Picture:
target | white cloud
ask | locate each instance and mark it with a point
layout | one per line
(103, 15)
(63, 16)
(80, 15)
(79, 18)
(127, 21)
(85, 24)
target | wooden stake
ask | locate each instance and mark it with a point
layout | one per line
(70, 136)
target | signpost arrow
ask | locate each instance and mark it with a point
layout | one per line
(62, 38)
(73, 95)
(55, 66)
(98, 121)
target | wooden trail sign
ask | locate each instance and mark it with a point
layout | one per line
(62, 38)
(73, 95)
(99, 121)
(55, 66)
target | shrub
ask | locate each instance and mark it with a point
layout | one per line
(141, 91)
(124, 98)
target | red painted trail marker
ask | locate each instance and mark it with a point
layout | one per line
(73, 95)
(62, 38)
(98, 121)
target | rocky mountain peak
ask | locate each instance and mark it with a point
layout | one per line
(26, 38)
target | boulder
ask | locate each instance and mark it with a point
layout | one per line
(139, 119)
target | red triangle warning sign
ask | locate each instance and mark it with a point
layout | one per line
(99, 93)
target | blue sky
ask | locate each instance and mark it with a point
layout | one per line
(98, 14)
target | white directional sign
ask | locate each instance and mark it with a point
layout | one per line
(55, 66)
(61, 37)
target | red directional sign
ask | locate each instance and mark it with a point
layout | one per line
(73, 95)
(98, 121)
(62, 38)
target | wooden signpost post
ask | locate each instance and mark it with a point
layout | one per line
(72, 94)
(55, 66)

---

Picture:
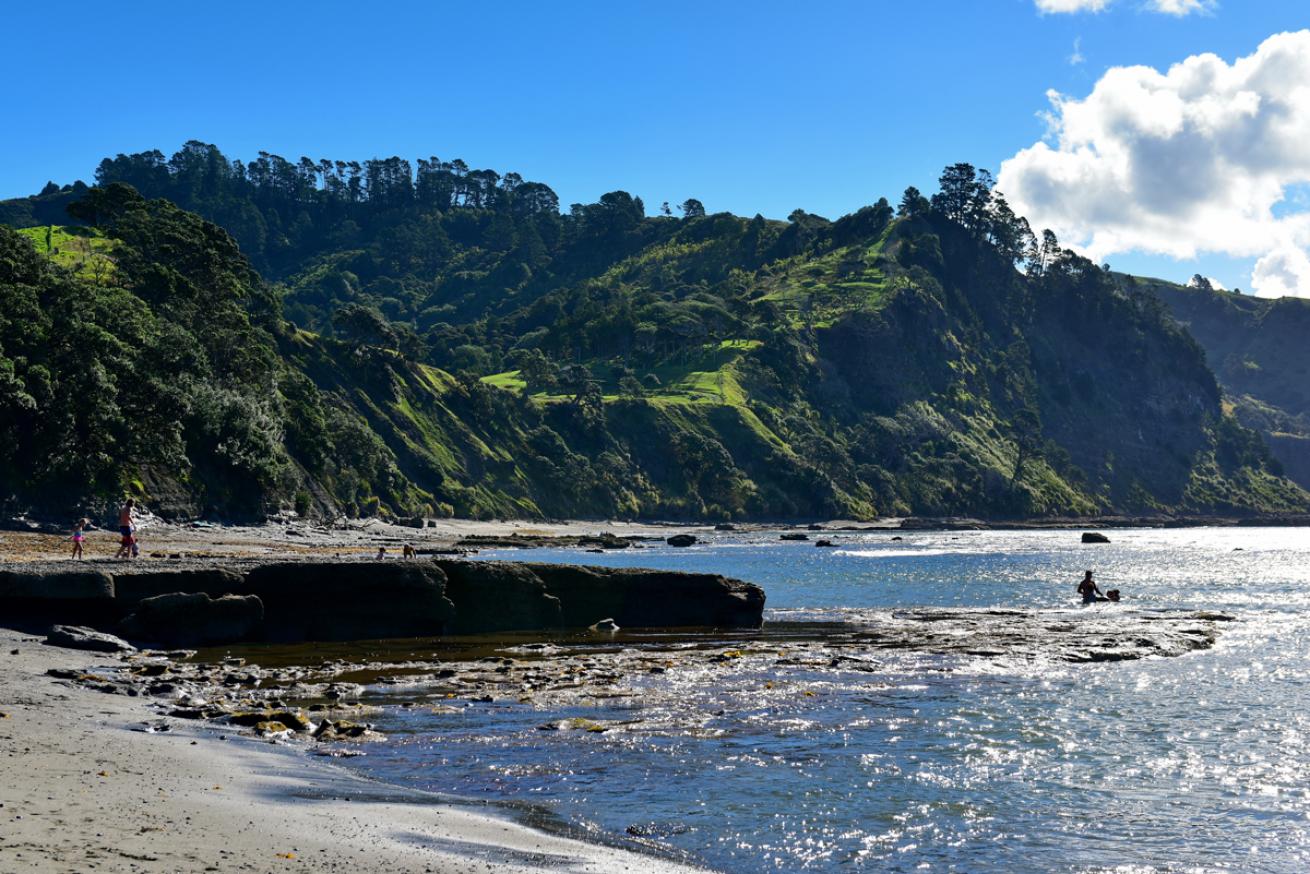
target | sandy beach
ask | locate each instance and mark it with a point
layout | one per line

**Exercise goal:** Among the entries, find every line holding "signpost" and return it.

**Response for this exercise:**
target | signpost arrow
target | wooden signpost post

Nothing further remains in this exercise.